Request
Reproduce word for word the stretch of data from its very beginning through the line containing "[[[44,48],[58,48],[66,42],[64,14],[41,14],[35,18],[35,41]]]", with both ends included. Leave the pictures out.

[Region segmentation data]
%%

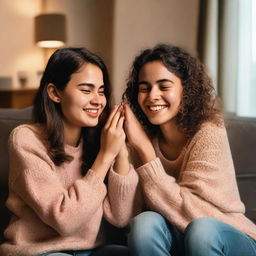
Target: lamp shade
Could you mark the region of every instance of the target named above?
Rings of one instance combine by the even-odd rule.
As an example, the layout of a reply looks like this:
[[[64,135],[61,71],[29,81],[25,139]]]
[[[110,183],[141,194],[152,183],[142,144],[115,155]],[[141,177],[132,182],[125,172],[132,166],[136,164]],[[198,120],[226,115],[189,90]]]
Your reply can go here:
[[[44,48],[58,48],[66,42],[64,14],[41,14],[35,18],[35,41]]]

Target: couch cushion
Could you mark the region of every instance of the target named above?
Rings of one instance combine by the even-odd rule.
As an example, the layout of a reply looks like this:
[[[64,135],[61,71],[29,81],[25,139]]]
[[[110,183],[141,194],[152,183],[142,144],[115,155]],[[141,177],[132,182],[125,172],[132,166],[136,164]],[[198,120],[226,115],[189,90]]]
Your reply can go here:
[[[229,117],[227,132],[246,215],[256,223],[256,118]]]
[[[0,109],[0,243],[3,242],[3,230],[8,224],[10,214],[5,207],[8,196],[8,137],[16,126],[31,120],[32,107],[25,109]]]
[[[30,122],[32,107],[24,109],[0,109],[0,185],[5,185],[8,175],[8,137],[16,126]],[[3,184],[4,182],[4,184]]]

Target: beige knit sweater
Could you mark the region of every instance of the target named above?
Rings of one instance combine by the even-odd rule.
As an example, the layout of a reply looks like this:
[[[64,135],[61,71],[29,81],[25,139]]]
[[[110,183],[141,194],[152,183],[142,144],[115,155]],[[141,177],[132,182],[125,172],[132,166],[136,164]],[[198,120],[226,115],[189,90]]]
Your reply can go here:
[[[41,131],[38,125],[21,125],[9,138],[6,205],[13,214],[5,231],[7,242],[0,246],[1,256],[91,249],[104,243],[107,235],[101,225],[103,213],[118,226],[130,218],[129,212],[120,216],[119,204],[132,204],[138,180],[135,171],[124,179],[111,170],[109,179],[115,176],[118,187],[111,190],[112,195],[107,194],[106,185],[93,170],[81,175],[82,143],[66,145],[74,159],[56,166],[47,154]]]
[[[212,217],[256,239],[256,226],[244,215],[225,128],[205,123],[174,161],[163,156],[157,140],[154,147],[158,157],[136,169],[137,189],[143,193],[131,208],[142,209],[138,201],[143,194],[146,209],[162,214],[181,231],[193,219]],[[112,179],[109,191],[118,182]],[[124,207],[123,213],[127,211]]]

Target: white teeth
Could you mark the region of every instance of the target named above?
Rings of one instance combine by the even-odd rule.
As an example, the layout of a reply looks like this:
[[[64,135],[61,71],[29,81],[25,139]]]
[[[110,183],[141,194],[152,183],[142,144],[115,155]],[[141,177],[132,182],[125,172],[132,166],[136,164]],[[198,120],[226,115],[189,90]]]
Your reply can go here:
[[[149,106],[149,109],[152,111],[159,111],[161,109],[166,108],[167,106]]]
[[[98,109],[85,109],[86,112],[89,112],[89,113],[98,113]]]

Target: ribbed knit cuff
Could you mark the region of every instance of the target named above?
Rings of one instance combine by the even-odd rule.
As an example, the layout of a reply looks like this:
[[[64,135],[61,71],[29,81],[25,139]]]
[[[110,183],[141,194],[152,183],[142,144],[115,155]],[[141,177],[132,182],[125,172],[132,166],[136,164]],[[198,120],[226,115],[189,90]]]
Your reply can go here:
[[[89,169],[83,180],[92,185],[92,188],[100,194],[107,194],[107,188],[102,178],[92,169]]]
[[[151,180],[152,182],[157,182],[166,175],[163,165],[158,157],[140,166],[136,170],[142,181]]]
[[[118,174],[114,171],[113,165],[109,170],[108,181],[113,186],[130,187],[138,183],[138,174],[130,164],[129,172],[126,175]]]

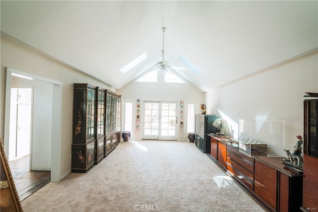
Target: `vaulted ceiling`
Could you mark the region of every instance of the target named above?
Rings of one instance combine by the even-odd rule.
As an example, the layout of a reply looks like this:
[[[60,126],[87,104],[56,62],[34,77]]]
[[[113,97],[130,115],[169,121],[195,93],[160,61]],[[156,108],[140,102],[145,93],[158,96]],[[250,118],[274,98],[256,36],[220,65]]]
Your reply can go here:
[[[164,60],[202,91],[317,51],[314,1],[5,1],[2,35],[120,89]]]

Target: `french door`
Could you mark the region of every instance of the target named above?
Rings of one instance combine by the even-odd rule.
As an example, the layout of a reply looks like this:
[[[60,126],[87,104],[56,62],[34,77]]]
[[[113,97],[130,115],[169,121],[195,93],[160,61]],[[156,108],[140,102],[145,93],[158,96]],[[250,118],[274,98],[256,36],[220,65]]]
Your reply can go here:
[[[177,140],[177,102],[144,102],[143,139]]]

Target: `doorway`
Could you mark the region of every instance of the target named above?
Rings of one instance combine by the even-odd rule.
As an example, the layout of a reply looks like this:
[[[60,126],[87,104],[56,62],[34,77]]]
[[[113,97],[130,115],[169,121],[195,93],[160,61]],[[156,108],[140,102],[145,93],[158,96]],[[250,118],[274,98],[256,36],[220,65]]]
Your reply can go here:
[[[32,88],[11,89],[9,161],[30,154],[32,93]]]
[[[143,139],[176,140],[176,101],[144,101]]]
[[[59,127],[62,123],[62,83],[13,69],[6,69],[3,145],[7,156],[9,154],[11,87],[20,87],[17,86],[18,84],[16,81],[12,81],[14,77],[28,80],[23,82],[23,87],[27,87],[27,84],[28,88],[38,85],[36,89],[33,88],[32,90],[32,102],[36,101],[37,103],[35,102],[33,104],[31,110],[36,112],[31,113],[30,118],[32,124],[30,133],[32,146],[29,148],[32,156],[30,158],[30,164],[32,164],[30,169],[50,170],[51,181],[59,182],[63,178],[61,173],[62,129]],[[36,105],[41,107],[33,108]]]

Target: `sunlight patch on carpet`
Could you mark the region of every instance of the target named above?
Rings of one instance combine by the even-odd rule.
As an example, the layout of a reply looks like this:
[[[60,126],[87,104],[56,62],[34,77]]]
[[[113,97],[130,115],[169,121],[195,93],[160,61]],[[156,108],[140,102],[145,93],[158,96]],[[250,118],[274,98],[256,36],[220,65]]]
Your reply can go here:
[[[213,177],[213,180],[220,188],[225,188],[233,183],[233,179],[229,176],[215,176]]]
[[[148,151],[147,147],[146,147],[144,145],[142,145],[140,143],[137,143],[137,142],[134,141],[130,141],[134,143],[135,144],[135,145],[137,147],[139,148],[140,149],[143,150],[145,151]]]

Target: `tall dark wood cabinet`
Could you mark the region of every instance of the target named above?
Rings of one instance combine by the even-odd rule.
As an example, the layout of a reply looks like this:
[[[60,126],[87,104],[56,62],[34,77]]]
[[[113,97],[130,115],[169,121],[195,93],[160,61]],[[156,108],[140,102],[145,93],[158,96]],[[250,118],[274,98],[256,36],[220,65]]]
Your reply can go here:
[[[311,93],[318,97],[318,94]],[[318,99],[304,101],[304,212],[318,210]]]
[[[121,96],[107,90],[106,100],[106,143],[104,157],[120,142],[120,107]]]
[[[201,151],[210,153],[211,141],[207,134],[216,133],[217,128],[213,126],[217,119],[215,115],[195,114],[195,145]]]
[[[120,98],[120,95],[101,87],[74,84],[73,172],[87,172],[118,145]]]
[[[74,172],[86,172],[95,162],[96,87],[74,84],[72,167]]]

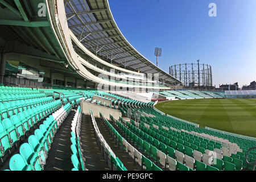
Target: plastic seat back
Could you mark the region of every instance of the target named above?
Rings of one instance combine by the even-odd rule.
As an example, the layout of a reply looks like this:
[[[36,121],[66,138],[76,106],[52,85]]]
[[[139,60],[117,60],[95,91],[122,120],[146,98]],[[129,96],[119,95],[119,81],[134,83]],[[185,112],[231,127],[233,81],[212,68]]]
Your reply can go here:
[[[9,167],[11,171],[26,171],[27,166],[22,156],[16,154],[11,156],[10,159]]]
[[[19,154],[25,159],[26,163],[30,164],[30,160],[34,155],[34,151],[28,143],[24,143],[19,147]]]

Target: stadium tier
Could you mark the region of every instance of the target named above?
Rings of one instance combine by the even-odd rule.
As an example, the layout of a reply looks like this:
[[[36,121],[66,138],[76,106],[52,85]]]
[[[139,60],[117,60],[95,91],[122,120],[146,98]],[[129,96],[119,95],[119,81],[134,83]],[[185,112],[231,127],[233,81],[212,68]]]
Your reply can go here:
[[[97,90],[9,86],[1,86],[0,90],[2,169],[37,171],[47,167],[55,136],[62,125],[67,125],[65,118],[74,110],[69,126],[72,153],[65,152],[71,156],[73,167],[70,170],[88,170],[82,147],[88,143],[81,139],[84,116],[80,106],[83,102],[122,113],[115,119],[112,113],[108,116],[100,111],[100,122],[113,136],[119,150],[126,151],[127,158],[130,156],[142,170],[252,169],[247,164],[246,155],[256,144],[255,139],[199,128],[162,115],[154,109],[154,102],[145,103]],[[127,170],[126,164],[102,136],[104,131],[99,129],[93,113],[90,110],[89,118],[110,169]],[[109,120],[106,119],[108,117]],[[255,158],[255,152],[249,154],[250,162]]]
[[[154,106],[255,92],[181,90],[126,39],[108,0],[3,0],[0,13],[0,171],[254,170],[255,138]]]

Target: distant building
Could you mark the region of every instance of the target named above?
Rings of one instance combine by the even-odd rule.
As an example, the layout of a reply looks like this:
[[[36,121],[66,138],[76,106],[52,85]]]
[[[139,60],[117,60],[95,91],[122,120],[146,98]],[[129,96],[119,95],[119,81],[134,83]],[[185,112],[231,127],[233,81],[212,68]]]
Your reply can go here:
[[[237,82],[234,84],[222,84],[220,86],[220,89],[223,90],[238,90],[239,89],[238,83]]]
[[[242,90],[256,90],[256,82],[255,81],[251,82],[250,85],[243,86]]]

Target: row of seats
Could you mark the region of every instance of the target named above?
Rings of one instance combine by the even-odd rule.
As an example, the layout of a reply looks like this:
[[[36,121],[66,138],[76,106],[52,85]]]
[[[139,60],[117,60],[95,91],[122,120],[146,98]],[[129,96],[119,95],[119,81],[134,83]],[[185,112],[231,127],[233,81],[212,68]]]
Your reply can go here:
[[[151,114],[151,113],[150,113],[150,114]],[[142,118],[143,118],[143,117],[142,117]],[[146,118],[146,117],[145,117],[145,118]],[[165,118],[167,118],[166,117],[165,117]],[[156,118],[157,119],[159,119],[158,117]],[[143,119],[143,118],[142,118]],[[153,119],[154,118],[147,118],[147,119],[147,119],[147,121],[148,121],[148,120],[150,120],[150,119],[151,119],[151,120],[152,119]],[[155,118],[154,118],[154,119],[156,119]],[[145,119],[146,120],[146,119]],[[147,121],[144,121],[145,122],[147,122]],[[143,123],[143,122],[142,122]],[[153,123],[154,123],[154,122],[153,122]],[[148,122],[147,122],[147,123],[148,123]],[[155,124],[157,124],[157,123],[154,123]],[[160,122],[159,122],[159,125],[160,125]],[[154,124],[153,124],[153,125],[154,125]],[[163,127],[164,127],[164,125],[160,125],[160,126],[159,126],[159,129],[162,129],[162,127],[163,126]],[[170,125],[170,126],[172,126],[172,125]],[[152,129],[153,129],[153,130],[152,130]],[[149,129],[149,128],[148,128],[148,130],[154,130],[154,129],[155,129],[154,128],[152,128],[152,127],[151,127],[150,128],[150,130]],[[178,131],[178,130],[176,130],[177,131]],[[181,130],[182,130],[182,129],[181,129]],[[184,130],[183,130],[183,131],[184,131]],[[180,131],[180,131],[181,131],[181,130],[179,130],[179,131]],[[181,133],[182,133],[182,131],[181,131]],[[184,132],[183,132],[183,134],[184,134]],[[164,135],[164,134],[163,133],[163,135]],[[168,136],[168,135],[166,135],[166,136]],[[185,136],[185,135],[184,135],[183,136]],[[204,154],[204,153],[205,153],[205,151],[207,151],[207,150],[210,150],[210,150],[212,150],[212,151],[214,151],[214,150],[221,150],[221,148],[222,148],[222,147],[224,147],[223,148],[225,148],[225,147],[226,147],[226,146],[228,146],[228,145],[229,144],[236,144],[236,146],[235,146],[236,147],[238,147],[238,148],[236,148],[236,147],[234,147],[233,146],[233,147],[230,147],[230,148],[231,148],[231,149],[232,149],[232,147],[233,147],[233,150],[232,151],[232,150],[230,150],[230,151],[232,151],[232,152],[233,152],[233,153],[234,153],[234,154],[230,154],[230,156],[231,157],[231,158],[232,158],[232,156],[234,156],[234,155],[237,155],[236,154],[237,154],[237,152],[241,152],[241,154],[241,154],[241,155],[243,155],[243,156],[241,158],[241,159],[232,159],[232,163],[231,163],[231,164],[228,164],[228,163],[230,163],[229,162],[228,162],[228,161],[224,161],[224,164],[225,164],[225,167],[224,166],[224,165],[222,165],[222,166],[221,166],[221,167],[219,167],[219,169],[220,169],[220,170],[222,170],[222,169],[223,169],[223,168],[224,167],[224,169],[226,168],[226,169],[228,169],[228,168],[229,168],[229,169],[237,169],[237,170],[241,170],[242,168],[242,164],[243,163],[245,163],[245,162],[246,162],[245,161],[242,161],[243,160],[242,160],[242,158],[245,158],[245,157],[244,156],[244,155],[245,155],[245,154],[243,153],[243,152],[241,152],[241,150],[239,148],[239,146],[237,146],[237,144],[236,144],[236,143],[230,143],[230,142],[229,142],[230,143],[229,144],[226,144],[226,143],[224,143],[224,142],[222,142],[222,143],[220,143],[220,146],[218,146],[218,145],[216,145],[217,144],[220,144],[220,143],[217,143],[216,142],[216,140],[215,140],[215,141],[213,141],[213,140],[207,140],[207,139],[203,139],[203,138],[201,138],[201,139],[203,140],[203,142],[202,142],[202,143],[201,144],[201,141],[200,141],[200,140],[197,140],[197,141],[196,141],[197,142],[200,142],[199,143],[197,143],[197,142],[196,142],[196,141],[195,141],[195,139],[194,139],[194,141],[193,142],[192,142],[192,143],[188,143],[188,142],[189,142],[189,141],[191,141],[191,140],[190,140],[190,138],[189,138],[189,137],[187,137],[187,138],[184,138],[184,139],[186,139],[187,138],[187,140],[186,141],[185,141],[185,140],[183,140],[183,138],[182,138],[182,136],[181,136],[181,138],[178,138],[177,137],[177,138],[176,138],[176,137],[175,137],[174,138],[175,139],[176,139],[176,141],[175,141],[175,142],[176,142],[176,144],[175,144],[175,145],[174,145],[174,146],[173,146],[174,147],[174,148],[175,148],[175,149],[177,149],[178,150],[180,150],[180,151],[181,151],[182,152],[184,152],[184,154],[185,154],[186,153],[186,152],[188,152],[188,154],[190,154],[191,155],[191,156],[193,156],[193,150],[195,150],[195,149],[196,149],[196,150],[198,150],[197,148],[196,148],[196,147],[195,147],[195,144],[197,144],[197,148],[199,148],[199,150],[201,150],[201,154],[200,153],[199,153],[199,154],[199,154],[199,156],[201,156],[201,158],[200,158],[200,160],[199,161],[199,162],[201,162],[201,159],[202,159],[202,160],[203,159],[203,155],[204,155],[204,156],[205,156],[207,154]],[[159,138],[158,138],[159,139]],[[174,137],[172,137],[172,138],[171,138],[170,139],[174,139]],[[188,140],[189,140],[189,141],[188,141]],[[210,141],[210,142],[215,142],[215,143],[204,143],[204,140],[205,140],[206,141],[208,141],[208,142],[209,142]],[[162,141],[162,142],[163,142],[163,140]],[[174,143],[174,142],[172,142],[172,143]],[[206,145],[205,145],[206,144]],[[213,144],[213,146],[212,146],[212,147],[214,147],[214,148],[212,148],[210,146],[208,146],[208,145],[212,145],[212,144]],[[221,146],[221,144],[223,144],[223,146]],[[225,146],[225,144],[226,144],[226,146]],[[178,146],[178,147],[177,148],[177,146]],[[204,148],[201,148],[202,147],[204,147]],[[176,147],[176,148],[175,148]],[[193,147],[193,148],[190,148],[190,147]],[[218,155],[217,154],[217,155],[218,156],[220,156],[220,158],[219,159],[218,159],[218,160],[221,160],[221,159],[222,159],[222,158],[223,158],[223,156],[222,156],[222,154],[224,154],[223,155],[226,155],[226,152],[228,152],[228,151],[225,151],[224,152],[224,154],[220,154],[220,155]],[[229,155],[229,153],[226,153],[227,154],[227,155]],[[203,154],[205,154],[205,155],[203,155]],[[208,156],[208,158],[210,158],[210,156]],[[183,159],[184,159],[184,156],[183,156]],[[222,163],[223,163],[223,161],[222,161]],[[221,162],[220,162],[218,163],[221,163]]]
[[[109,145],[105,140],[102,135],[100,133],[98,126],[97,125],[96,121],[95,121],[95,118],[92,110],[90,110],[90,115],[92,119],[93,128],[94,129],[94,132],[96,134],[96,139],[98,143],[100,143],[101,146],[101,148],[102,149],[102,152],[107,161],[108,164],[112,171],[127,171],[125,167],[122,163],[122,162],[118,159],[115,156],[115,154],[113,152],[111,149]],[[101,115],[101,113],[100,115]]]
[[[0,147],[1,161],[3,163],[29,133],[39,125],[39,121],[60,107],[61,103],[56,101],[51,104],[33,107],[13,115],[0,122]]]
[[[34,107],[42,107],[43,105],[53,101],[52,97],[50,97],[0,103],[0,121],[10,118],[13,115],[18,115],[23,111],[33,109]]]
[[[106,119],[103,115],[101,116],[106,127],[110,131],[110,133],[114,136],[115,140],[118,142],[118,144],[123,148],[126,153],[129,155],[134,162],[138,163],[141,167],[142,170],[146,171],[162,171],[154,162],[152,162],[148,158],[143,155],[139,150],[133,147],[123,137],[122,137],[119,133],[114,129],[112,124]],[[111,121],[114,121],[112,115],[110,115]]]
[[[79,106],[71,123],[71,162],[74,167],[71,171],[85,171],[85,160],[82,157],[81,143],[80,142],[81,119],[81,110]]]
[[[147,141],[144,140],[143,138],[140,138],[138,135],[136,135],[135,133],[130,131],[127,128],[126,128],[124,125],[123,125],[119,121],[115,119],[112,119],[114,123],[115,123],[116,127],[122,132],[125,136],[127,136],[127,138],[130,140],[130,142],[133,142],[134,146],[136,146],[139,148],[144,154],[151,158],[154,160],[155,162],[157,164],[160,162],[159,160],[159,152],[160,148],[160,143],[157,140],[155,140],[155,143],[149,143]],[[125,132],[125,131],[129,131],[130,132]],[[125,146],[126,142],[124,142],[124,145]],[[171,171],[175,171],[175,169],[179,171],[189,171],[188,167],[184,165],[183,163],[179,162],[179,161],[176,161],[174,158],[175,156],[175,151],[171,147],[167,148],[165,144],[163,145],[165,148],[165,152],[168,151],[170,153],[169,156],[165,158],[165,161],[169,159],[168,162],[164,163],[163,167],[165,169],[167,168]],[[128,146],[128,148],[131,147]],[[127,148],[126,147],[125,148]],[[164,147],[162,147],[164,148]],[[131,151],[133,154],[134,152],[133,150]],[[136,152],[134,153],[135,154]],[[173,158],[172,158],[172,157]],[[162,164],[163,163],[160,163]],[[154,164],[153,164],[154,166]],[[155,169],[158,169],[157,168],[155,168]]]
[[[129,126],[130,125],[129,124],[130,123],[128,123],[127,125]],[[129,129],[129,128],[130,128],[131,130],[127,130],[127,129],[126,129],[126,128],[125,128],[124,126],[121,126],[121,123],[119,123],[119,127],[121,127],[122,131],[123,131],[125,133],[127,133],[127,135],[129,136],[131,139],[132,139],[134,136],[131,136],[132,135],[131,135],[131,131],[137,132],[138,131],[138,129],[135,128],[135,126],[133,126],[133,127],[131,127],[131,125],[130,125],[130,127],[128,127],[127,129]],[[142,134],[142,135],[141,135],[141,134]],[[176,159],[177,162],[179,162],[181,164],[185,164],[187,166],[189,167],[190,169],[204,171],[207,169],[213,170],[215,168],[215,169],[218,170],[218,168],[216,168],[214,166],[212,166],[213,164],[213,163],[212,162],[213,160],[214,160],[214,156],[210,156],[206,154],[202,154],[201,152],[198,151],[196,150],[193,150],[189,147],[188,147],[186,148],[186,150],[185,150],[184,146],[179,143],[177,143],[176,146],[172,146],[172,144],[171,144],[171,143],[170,143],[170,142],[166,142],[167,139],[167,140],[170,141],[170,140],[168,139],[168,138],[165,138],[165,139],[162,140],[162,141],[160,140],[160,142],[159,142],[157,139],[155,139],[155,138],[152,138],[152,136],[151,136],[151,140],[147,139],[147,138],[148,139],[150,138],[148,136],[145,138],[145,137],[144,137],[145,134],[143,134],[143,131],[142,131],[141,130],[139,131],[139,136],[141,136],[142,139],[139,139],[139,138],[137,139],[135,138],[134,142],[137,143],[138,141],[139,146],[142,147],[142,148],[143,148],[144,151],[147,153],[147,155],[154,156],[153,158],[155,160],[157,160],[158,156],[162,156],[163,161],[166,161],[166,159],[168,159],[168,162],[172,160],[172,159]],[[163,138],[164,138],[164,136]],[[144,140],[143,139],[147,140]],[[190,150],[188,150],[188,149],[190,149]],[[203,152],[203,153],[204,153],[204,152]],[[172,159],[170,159],[168,157],[167,158],[166,156],[164,156],[164,155],[163,155],[164,154],[167,154]],[[201,162],[202,159],[203,163]],[[174,160],[172,160],[172,161]],[[215,164],[215,160],[214,161],[214,163]],[[225,163],[226,162],[225,162]],[[199,164],[200,164],[197,165]],[[240,164],[241,164],[241,163],[240,163]],[[181,166],[180,164],[179,165]],[[237,165],[237,167],[236,168],[236,169],[241,170],[241,165],[240,165],[240,168],[238,167],[238,164]],[[207,166],[209,166],[209,167],[208,167]],[[225,165],[224,169],[226,170],[231,170],[232,168],[230,167],[228,167],[230,166],[231,165],[229,165],[229,164]],[[199,167],[198,167],[198,166],[199,166]],[[222,169],[222,168],[223,167],[221,168],[221,169]]]
[[[54,136],[71,110],[70,104],[64,106],[66,109],[62,107],[47,118],[34,135],[28,137],[28,143],[21,144],[19,154],[14,155],[10,159],[10,171],[43,169]]]

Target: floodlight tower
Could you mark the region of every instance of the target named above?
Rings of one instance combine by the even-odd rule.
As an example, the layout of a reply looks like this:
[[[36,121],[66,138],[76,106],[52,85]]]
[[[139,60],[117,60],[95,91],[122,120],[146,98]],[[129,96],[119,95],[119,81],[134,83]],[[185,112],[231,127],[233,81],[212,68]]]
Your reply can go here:
[[[158,57],[162,56],[162,48],[159,47],[155,48],[155,56],[156,56],[156,67],[158,67]]]

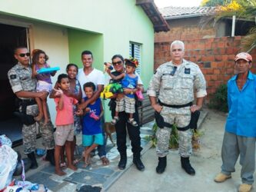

%%

Solution for this task
Target: lamp shade
Could you mark the region of every instance of the target named above?
Rings of one instance combine by the even-odd rule.
As an example, the layout of a reply looks like this:
[[[64,135],[61,71],[29,81],[25,139]]]
[[[110,183],[141,194],[152,183],[142,144],[115,155]],[[141,177],[132,182],[125,172],[132,166],[136,164]],[[198,120],[226,115],[189,90]]]
Your reply can go here:
[[[44,48],[58,48],[66,42],[64,14],[41,14],[35,18],[35,41]]]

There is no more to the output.